━━━ PROVIDED PASSAGE ━━━

Bayonets bared for Europe's military future


The European Union and the arms industry are preparing the ground for a common European army and 'security' policy with hardly the beginning of public debate. "The LTV (Long Term Vision) will look 20 years ahead and be based on three themes: (1) the global context relating to such issues as the economy, society, demography, the environment and the law (2) the nature of future crisis management operations and (3) science and and technology trends. If you have expertise in any of these areas, we would like to hear from you ..." This is not the recruitment advert of an elusive think tank, but the appeal that appears on the official website of the European Defence Agency (EDA), the EU body for military matters.

The LTV's sub-title is 'What the future holds for Europe's Armed Forces'. And that's a very good question. Some trends are clear already - clear and worrying. In October 2005 Terrence Guay, researcher in foreign relations at Pennsylvania State University, wrote: 'Europe's defence industry is at a crossroads.' That is true also for the broader EU military policy- EU military capacity, relations with NATO, border security and so on. It is a crossroads at which the EU seems determined on taking the wrong turning.

━━━ DATASET SECTION ━━━

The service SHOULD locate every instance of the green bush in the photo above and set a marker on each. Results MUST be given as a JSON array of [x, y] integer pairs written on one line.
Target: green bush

━━━

GIVEN EXERCISE A:
In the passage on Europe's military future, how many years ahead will the Long Term Vision look?
GIVEN EXERCISE B:
Carry on the passage on Europe's military future from its last sentence.

TASK ANSWER A:
20 years

TASK ANSWER B:
On 21 November last year, an Associated Press report announced: "EU adopts plan to open €35 billion arms market." It referred to a meeting of defence ministers in Brussels, which decided to introduce a new code of conduct for the industry. This code, which takes effect in July, will open the European arms market and military procurement to the sort of deregulated market policies that the EU is now pursuing in every possible sphere. A particular cause for concern is that this deregulation coincides with a concerted process of merger and consolidation within the industry, whereby the 'free' market is leading to increasing domination by the biggest companies. Since this particular market involves tanks, aircraft carriers and electronic surveillance, and not underwear or oranges, the concerns are correspondingly larger.

In the past ten years, the wave of mergers and acquisitions in the European military industry has reduced the number of players and increased the size of those who remain - notably in key sectors such as missiles, aircraft and helicopters, with further mergers ahead in shipbuilding and the manufacture of ground vehicles.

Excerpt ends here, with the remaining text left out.